Zbliżają się święta Bożego Narodzenia, a wraz z nimi czas na planowanie świątecznych zakupów. Na listach nie może zabraknąć karpia, choinki czy tradycyjnych prezentów. Koszty rosną, mimo to niemal połowa z nas kupi wszystko to, czego potrzebuje do świątecznych przygotowań, jednak będzie musiała ograniczyć się do najtańszych produktów.
Minusowa temperatura nie odstraszyła kupujących choinki. Na placu Wielkopolskim pierwsze drzewka znajdują właścicieli. Jedno z nich zabierze do domu pani Anna. – W tym roku kupuję choinkę tylko dla wnuków – wyjawia. – Zwykle na święta jesteśmy z sami z mężem. Wtedy nie kupujemy drzewka, tylko kilka gałązek. Teraz jednak chcemy pokazać wnukom, jak wygląda Boże Narodzenie w Poznaniu. Będzie choinka, tradycyjne potrawy i prezenty – zapewnia.
Kobietę niepokoją koszty świątecznych przygotowań. – Z roku na rok jest coraz drożej, choć trochę do cen się już przyzwyczaiłam – podkreśla. – Niemniej zawsze w grudniu mówię, że trzeba zaciskać pasa. Jeśli mogę, to część prezentów kupuję wcześniej, by nie czekać na ostatni moment. To takie drobne rzeczy, ale pozwalają zaoszczędzić parę groszy – dodaje.
W tym roku ceny choinek będą wyższe niż w poprzednie święta. Podczas wyboru drzewka do naszych domów musimy liczyć się z tym, że zapłacimy za nie więcej przynajmniej o wartość inflacji.
Ceny najmniejszych sztuk zaczynają się od 60 złotych. Średniej wielkości świerk to koszt między 130 a 200 zł, większe egzemplarze kosztują 250 zł, a te szczególnie gęste nawet 300 zł. Cena jest też różna w zależności od gatunku.
Przy zakupie choinki należy wziąć pod uwagę kilka czynników, które wpływają nie tylko na cenę drzewka. Kluczowy jest gatunek, tutaj od lat króluje świerk pospolity oraz jodła kaukaska.
○ ○ ○ ○
_OPIS ZADANIA:_
Od jakiej kwoty, według tekstu o świątecznych zakupach, zaczynają się ceny najmniejszych choinek? Wykaz zamieszczony dalej proszę pominąć, bo nie jest potrzebny.

_BLOK DANYCH:_
○ ○ ○ ○
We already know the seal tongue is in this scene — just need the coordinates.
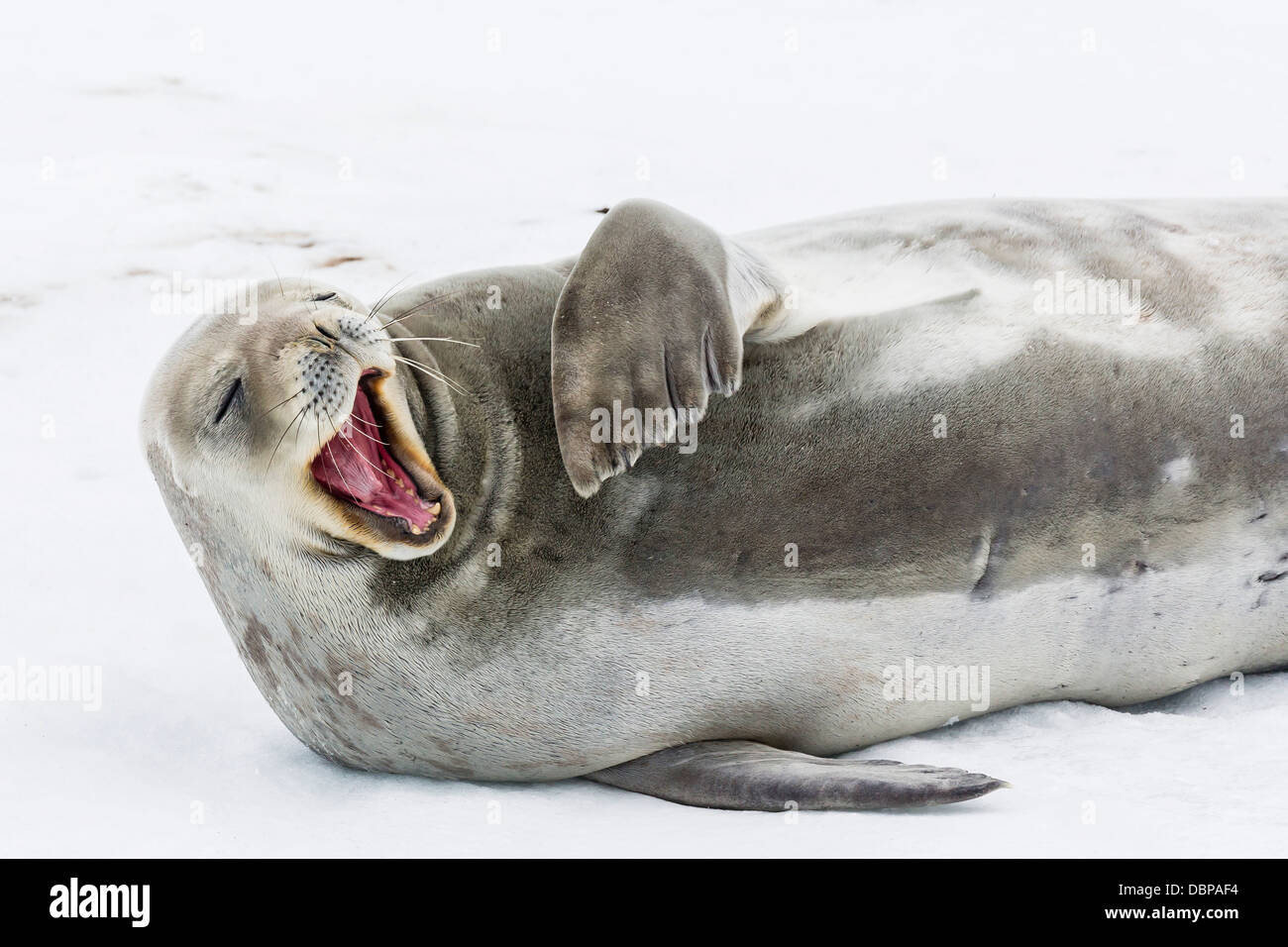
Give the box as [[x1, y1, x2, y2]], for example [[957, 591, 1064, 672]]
[[313, 384, 434, 532]]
○ ○ ○ ○
_WYNIK ĆWICZENIA:_
Od 60 złotych.